● **ASSIGNMENT**: Look below for the line containing "Target: recessed ceiling light"; from there, print each line exactly up to and including the line containing "Teacher note: indicate the kitchen sink", and stop.

====================

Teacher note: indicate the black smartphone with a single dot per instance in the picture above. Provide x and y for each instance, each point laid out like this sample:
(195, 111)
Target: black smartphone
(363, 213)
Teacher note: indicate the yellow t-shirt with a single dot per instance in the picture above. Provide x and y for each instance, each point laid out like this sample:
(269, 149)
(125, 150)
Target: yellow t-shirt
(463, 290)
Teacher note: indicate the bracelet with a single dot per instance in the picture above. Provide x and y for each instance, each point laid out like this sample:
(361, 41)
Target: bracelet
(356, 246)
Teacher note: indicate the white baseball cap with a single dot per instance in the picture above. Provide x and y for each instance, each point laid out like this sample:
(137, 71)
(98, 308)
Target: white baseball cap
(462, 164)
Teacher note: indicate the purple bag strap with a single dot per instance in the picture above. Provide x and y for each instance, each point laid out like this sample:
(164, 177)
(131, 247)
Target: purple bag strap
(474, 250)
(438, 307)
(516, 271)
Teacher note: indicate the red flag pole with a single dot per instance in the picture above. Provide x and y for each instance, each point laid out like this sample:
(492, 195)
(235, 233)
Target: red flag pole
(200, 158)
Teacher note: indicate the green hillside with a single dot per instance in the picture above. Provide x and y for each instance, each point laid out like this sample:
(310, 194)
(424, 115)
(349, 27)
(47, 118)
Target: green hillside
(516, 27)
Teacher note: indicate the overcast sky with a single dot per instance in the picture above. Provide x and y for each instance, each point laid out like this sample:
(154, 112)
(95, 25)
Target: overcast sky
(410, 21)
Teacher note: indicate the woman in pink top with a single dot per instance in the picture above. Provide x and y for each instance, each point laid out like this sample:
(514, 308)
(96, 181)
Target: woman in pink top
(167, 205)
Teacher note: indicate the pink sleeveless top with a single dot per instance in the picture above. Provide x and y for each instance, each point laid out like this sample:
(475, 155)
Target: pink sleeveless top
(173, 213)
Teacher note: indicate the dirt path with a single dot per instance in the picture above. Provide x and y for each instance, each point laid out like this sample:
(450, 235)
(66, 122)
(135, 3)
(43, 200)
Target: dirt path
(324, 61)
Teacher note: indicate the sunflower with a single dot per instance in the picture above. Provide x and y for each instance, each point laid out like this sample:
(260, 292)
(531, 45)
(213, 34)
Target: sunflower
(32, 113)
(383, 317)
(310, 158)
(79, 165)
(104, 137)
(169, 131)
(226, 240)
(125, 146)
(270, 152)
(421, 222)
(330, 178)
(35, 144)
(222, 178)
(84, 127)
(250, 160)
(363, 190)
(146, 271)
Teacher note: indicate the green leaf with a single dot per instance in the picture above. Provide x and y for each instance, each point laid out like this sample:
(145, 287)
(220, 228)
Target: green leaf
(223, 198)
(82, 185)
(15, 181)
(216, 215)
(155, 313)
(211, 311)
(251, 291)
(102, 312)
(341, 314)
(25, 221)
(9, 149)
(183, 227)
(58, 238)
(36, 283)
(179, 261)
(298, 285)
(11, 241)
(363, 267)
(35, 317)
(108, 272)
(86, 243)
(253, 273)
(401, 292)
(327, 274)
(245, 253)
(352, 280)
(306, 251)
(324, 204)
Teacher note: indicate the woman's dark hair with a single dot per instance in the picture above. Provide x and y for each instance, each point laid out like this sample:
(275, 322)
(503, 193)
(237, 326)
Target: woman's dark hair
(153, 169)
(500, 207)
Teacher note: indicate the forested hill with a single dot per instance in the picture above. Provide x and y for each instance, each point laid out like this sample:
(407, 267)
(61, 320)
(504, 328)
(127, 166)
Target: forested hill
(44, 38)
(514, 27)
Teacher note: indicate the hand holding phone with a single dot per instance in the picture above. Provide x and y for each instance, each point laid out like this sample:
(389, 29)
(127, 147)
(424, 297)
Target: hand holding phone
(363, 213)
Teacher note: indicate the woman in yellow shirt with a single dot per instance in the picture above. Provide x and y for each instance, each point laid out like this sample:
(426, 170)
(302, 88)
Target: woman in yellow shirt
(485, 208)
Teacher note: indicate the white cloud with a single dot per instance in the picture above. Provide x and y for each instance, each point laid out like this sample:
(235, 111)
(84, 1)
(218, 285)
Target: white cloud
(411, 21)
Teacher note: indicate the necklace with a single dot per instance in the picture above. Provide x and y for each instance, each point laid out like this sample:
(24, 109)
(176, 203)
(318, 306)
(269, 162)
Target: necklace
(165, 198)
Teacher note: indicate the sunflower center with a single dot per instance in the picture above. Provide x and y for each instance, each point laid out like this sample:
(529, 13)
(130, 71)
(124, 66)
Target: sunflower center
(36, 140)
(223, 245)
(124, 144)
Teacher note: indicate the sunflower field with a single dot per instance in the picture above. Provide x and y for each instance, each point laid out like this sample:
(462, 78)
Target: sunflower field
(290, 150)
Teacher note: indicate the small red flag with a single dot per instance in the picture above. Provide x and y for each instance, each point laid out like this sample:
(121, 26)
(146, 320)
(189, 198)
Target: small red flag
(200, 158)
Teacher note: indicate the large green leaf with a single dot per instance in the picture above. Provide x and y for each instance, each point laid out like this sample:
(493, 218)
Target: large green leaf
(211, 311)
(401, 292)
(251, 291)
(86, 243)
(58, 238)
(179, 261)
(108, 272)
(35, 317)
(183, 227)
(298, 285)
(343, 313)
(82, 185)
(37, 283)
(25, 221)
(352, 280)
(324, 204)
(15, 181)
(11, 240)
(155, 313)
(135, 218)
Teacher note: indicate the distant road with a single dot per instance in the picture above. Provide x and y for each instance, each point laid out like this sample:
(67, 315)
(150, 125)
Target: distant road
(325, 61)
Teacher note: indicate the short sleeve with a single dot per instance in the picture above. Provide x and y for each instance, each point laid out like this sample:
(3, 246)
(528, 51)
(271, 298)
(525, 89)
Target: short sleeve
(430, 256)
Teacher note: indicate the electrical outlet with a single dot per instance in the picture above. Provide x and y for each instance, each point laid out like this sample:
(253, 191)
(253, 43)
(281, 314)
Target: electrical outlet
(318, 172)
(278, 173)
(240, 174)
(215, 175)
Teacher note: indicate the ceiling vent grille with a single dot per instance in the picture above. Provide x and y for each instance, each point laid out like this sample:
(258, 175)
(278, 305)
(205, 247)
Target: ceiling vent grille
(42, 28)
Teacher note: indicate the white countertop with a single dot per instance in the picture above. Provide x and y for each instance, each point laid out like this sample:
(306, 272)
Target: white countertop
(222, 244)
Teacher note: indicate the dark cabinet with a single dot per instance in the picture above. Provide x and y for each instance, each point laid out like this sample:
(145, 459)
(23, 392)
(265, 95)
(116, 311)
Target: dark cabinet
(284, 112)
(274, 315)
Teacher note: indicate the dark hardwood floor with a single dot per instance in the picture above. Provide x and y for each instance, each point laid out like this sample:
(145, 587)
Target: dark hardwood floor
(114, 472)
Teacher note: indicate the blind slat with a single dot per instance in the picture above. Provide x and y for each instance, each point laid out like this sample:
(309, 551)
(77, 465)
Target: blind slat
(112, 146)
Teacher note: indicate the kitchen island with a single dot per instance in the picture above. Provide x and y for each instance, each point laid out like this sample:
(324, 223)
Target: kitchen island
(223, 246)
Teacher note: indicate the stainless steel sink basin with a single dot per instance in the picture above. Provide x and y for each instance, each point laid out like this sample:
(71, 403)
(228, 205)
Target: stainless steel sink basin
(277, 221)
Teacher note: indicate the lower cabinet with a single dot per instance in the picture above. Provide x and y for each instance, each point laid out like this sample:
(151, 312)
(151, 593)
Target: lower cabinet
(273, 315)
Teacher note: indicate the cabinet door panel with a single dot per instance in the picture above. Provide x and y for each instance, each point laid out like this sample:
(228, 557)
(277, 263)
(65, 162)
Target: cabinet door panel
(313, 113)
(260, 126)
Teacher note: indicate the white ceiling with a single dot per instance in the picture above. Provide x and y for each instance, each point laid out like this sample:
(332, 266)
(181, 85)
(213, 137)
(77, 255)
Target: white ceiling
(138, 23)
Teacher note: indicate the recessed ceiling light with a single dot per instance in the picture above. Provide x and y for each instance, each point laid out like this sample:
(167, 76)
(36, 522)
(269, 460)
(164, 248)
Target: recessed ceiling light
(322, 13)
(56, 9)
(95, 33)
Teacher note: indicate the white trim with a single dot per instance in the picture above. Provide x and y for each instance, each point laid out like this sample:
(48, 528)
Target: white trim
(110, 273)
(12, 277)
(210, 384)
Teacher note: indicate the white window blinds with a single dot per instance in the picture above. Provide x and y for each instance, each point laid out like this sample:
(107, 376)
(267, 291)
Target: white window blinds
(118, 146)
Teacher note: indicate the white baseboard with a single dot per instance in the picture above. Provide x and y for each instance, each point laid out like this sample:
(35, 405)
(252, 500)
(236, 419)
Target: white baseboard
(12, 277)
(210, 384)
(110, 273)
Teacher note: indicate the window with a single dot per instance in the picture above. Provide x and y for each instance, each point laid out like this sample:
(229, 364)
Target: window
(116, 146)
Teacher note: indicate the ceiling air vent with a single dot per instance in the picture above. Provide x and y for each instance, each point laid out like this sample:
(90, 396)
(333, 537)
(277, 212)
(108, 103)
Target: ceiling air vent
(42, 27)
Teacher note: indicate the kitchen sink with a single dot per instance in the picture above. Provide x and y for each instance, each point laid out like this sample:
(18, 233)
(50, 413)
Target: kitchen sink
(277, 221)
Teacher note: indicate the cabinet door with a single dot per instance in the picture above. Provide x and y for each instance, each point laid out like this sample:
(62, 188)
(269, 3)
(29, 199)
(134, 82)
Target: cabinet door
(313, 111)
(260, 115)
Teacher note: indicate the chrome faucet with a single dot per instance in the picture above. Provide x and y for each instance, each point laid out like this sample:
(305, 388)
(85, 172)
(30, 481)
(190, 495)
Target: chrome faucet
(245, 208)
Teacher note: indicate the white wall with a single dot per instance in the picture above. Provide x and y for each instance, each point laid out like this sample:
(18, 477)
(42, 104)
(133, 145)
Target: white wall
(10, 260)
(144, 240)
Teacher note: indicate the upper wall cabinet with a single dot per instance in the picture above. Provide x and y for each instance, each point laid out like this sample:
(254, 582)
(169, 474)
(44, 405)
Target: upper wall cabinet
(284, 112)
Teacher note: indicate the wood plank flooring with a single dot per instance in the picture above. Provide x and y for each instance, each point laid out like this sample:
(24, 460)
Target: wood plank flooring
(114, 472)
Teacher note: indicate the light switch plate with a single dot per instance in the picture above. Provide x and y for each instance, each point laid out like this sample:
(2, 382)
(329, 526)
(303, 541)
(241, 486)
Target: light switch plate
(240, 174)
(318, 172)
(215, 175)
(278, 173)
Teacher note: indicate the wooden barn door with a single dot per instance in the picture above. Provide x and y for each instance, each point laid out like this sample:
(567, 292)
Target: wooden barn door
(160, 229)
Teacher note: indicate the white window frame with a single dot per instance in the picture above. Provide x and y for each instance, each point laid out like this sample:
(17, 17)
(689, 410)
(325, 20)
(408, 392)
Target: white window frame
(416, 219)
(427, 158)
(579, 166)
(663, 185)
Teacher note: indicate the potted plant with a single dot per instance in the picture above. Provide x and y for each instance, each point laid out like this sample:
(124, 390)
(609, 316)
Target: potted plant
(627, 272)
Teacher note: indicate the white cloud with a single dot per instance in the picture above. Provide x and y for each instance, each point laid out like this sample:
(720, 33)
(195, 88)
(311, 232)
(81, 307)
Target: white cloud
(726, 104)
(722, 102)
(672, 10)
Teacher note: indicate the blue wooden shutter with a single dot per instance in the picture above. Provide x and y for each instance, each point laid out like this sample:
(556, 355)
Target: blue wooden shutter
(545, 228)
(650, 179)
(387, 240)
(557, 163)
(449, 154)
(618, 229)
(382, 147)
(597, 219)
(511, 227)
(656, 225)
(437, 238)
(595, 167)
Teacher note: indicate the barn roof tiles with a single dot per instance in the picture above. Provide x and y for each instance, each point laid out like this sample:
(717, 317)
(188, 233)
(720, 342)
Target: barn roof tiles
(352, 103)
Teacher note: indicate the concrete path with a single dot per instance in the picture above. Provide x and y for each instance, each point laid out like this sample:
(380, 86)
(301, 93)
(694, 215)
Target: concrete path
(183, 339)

====================

● **RESPONSE AREA**:
Target: recessed ceiling light
(322, 13)
(56, 9)
(95, 33)
Teacher note: indicate the white trim with a single dot per instance in the picture above. Provide x and y for each instance, each point laid out like this sample:
(48, 528)
Target: white trim
(110, 273)
(12, 277)
(210, 384)
Teacher note: indicate the white window blinds with a single dot per instance in the picture above. Provide x and y for each instance, each point laid out like this sample:
(107, 376)
(267, 291)
Target: white window blinds
(118, 146)
Teacher note: indicate the white baseboard with a single dot per instance in the picture above. Provide x and y for each instance, each point laid out like this sample:
(35, 405)
(252, 500)
(236, 419)
Target: white baseboard
(12, 277)
(210, 384)
(110, 273)
Teacher note: indicate the window with a single dot per instance in the picture above. Provide x and y for each instance, each point laid out like this sample:
(229, 364)
Target: window
(116, 146)
Teacher note: indicate the ceiling air vent with a single dot per instance in the picture above. Provide x and y for each instance, each point laid out like this sample:
(90, 396)
(333, 537)
(277, 212)
(108, 103)
Target: ceiling air vent
(42, 27)
Teacher note: indicate the kitchen sink with a single dot per instance in the picture above. Provide x and y for each instance, each point laid out like this sample:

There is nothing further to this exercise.